STATED EXERCISE. Take the line containing "Where can the sunlit" and every line after it to the end of the records, and copy them exactly, leaving out pictures.

GIVEN DATA.

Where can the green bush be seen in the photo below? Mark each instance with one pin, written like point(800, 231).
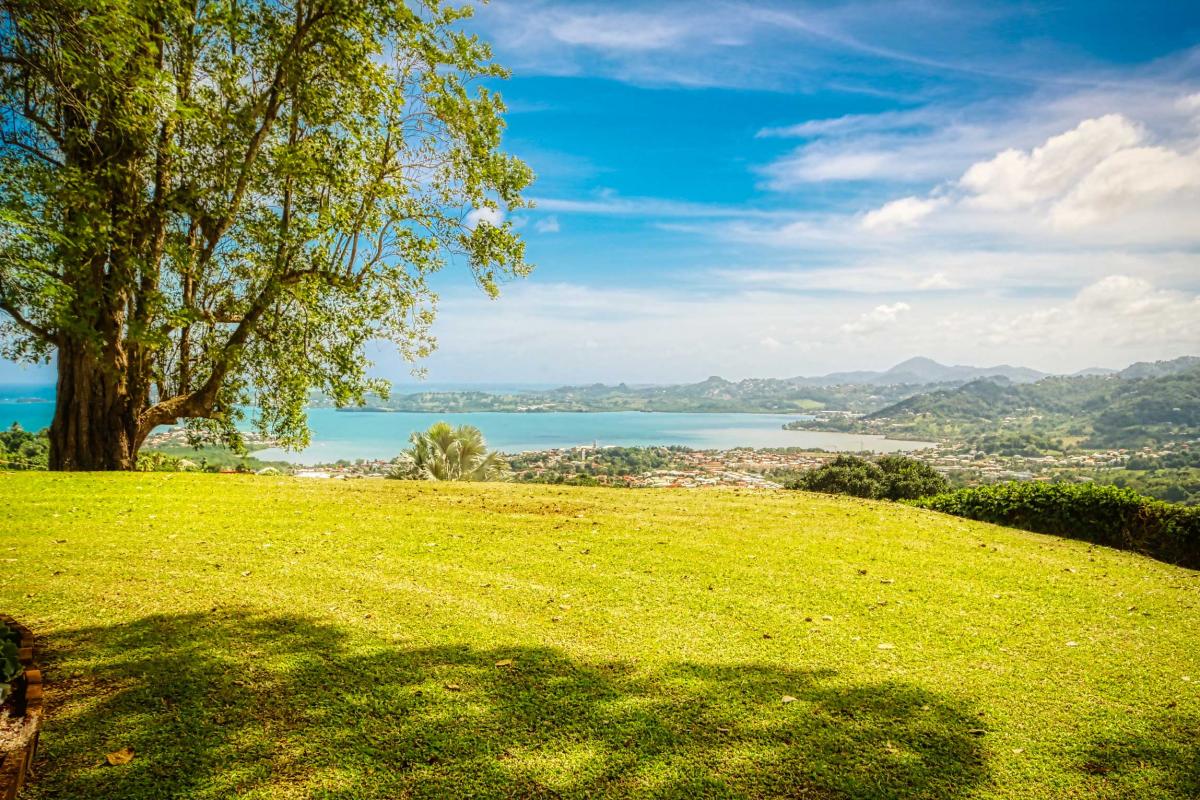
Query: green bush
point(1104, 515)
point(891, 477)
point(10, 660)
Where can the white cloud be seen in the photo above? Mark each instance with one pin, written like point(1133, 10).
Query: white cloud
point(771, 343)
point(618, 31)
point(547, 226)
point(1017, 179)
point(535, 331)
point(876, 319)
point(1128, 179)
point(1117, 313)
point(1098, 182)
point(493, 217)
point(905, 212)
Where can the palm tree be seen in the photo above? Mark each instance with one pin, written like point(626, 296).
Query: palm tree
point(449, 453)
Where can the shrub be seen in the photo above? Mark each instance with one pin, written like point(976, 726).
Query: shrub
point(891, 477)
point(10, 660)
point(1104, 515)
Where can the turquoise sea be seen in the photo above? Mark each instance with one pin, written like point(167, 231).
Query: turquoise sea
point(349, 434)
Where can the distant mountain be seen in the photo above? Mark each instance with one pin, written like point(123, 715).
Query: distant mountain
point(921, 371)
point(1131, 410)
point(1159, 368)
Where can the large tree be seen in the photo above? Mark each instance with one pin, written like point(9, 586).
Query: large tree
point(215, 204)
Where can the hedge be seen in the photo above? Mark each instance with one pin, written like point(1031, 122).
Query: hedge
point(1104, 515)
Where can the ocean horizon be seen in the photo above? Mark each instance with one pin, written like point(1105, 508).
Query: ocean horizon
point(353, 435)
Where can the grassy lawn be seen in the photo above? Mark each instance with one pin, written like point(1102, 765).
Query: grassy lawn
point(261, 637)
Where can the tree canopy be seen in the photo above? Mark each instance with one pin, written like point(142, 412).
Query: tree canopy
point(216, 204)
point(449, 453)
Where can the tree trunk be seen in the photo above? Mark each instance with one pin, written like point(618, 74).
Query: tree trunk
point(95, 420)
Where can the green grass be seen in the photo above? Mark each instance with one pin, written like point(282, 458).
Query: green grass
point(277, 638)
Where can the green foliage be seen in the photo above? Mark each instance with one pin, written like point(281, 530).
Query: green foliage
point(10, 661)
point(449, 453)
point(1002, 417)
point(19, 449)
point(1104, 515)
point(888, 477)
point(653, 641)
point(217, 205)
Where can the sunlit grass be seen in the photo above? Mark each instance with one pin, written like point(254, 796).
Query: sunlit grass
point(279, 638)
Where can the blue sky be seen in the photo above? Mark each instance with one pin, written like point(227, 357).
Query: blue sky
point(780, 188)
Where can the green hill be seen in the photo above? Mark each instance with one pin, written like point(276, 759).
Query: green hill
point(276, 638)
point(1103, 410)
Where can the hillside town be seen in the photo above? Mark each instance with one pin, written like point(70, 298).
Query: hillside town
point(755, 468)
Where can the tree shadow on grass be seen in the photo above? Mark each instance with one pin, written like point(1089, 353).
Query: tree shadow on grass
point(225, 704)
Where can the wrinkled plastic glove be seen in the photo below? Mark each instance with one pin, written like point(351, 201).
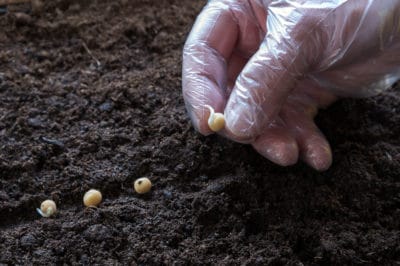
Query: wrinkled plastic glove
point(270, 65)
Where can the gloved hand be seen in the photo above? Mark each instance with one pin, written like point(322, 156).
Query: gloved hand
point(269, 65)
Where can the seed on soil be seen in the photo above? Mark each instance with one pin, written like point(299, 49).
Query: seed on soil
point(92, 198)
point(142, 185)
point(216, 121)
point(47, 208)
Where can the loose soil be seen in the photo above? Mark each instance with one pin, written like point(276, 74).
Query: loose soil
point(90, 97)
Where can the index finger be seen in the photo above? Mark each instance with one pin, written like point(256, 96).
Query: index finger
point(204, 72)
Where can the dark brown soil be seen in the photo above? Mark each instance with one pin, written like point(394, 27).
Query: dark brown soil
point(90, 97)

RESULT.
Where can the sunlit grass be seen in the photo above? Mark each instance with one pin, written like point(254, 796).
Query: sunlit grass
point(279, 638)
Where can the blue sky be seen in the photo above? Mark each instance with one pin, written like point(227, 357).
Query: blue sky
point(780, 188)
Where can the green hill be seen in the photo above? Mark each instance with one pin, written like point(276, 759).
Query: green hill
point(276, 638)
point(1103, 410)
Where can the hillside town be seen in the photo above? Mark each instance with one pin, written like point(70, 298).
Query: hillside town
point(755, 468)
Where can the tree shadow on grass be seen in the photo above? Mark each instance with one pin, written like point(1089, 353).
Query: tree shadow on grass
point(225, 704)
Where can the wrinkled plastic glove be seen in the photo below? Mark each instance with one pin, written like point(351, 201).
Query: wrinkled plastic glove
point(270, 65)
Where can the gloved hand be seen in the photo above? Mark each instance with one pin, written like point(322, 156).
Query: gloved hand
point(269, 65)
Where can the seed on soil be seen in the photo above? Mark each instance with one pin, written like point(299, 49).
Query: seed on soil
point(92, 198)
point(142, 185)
point(216, 121)
point(47, 208)
Where can the loose soil be seen in the photo above? Mark each instance with one pin, written like point(276, 74).
Query: loose soil
point(90, 97)
Where can the index finger be seen in the photo above? Mark each instance with one pin, written like point(256, 96).
Query: index finger
point(204, 72)
Where can the dark brown soil be seen in the photo above? Mark each instance with one pin, written like point(394, 27).
Query: dark brown soil
point(90, 97)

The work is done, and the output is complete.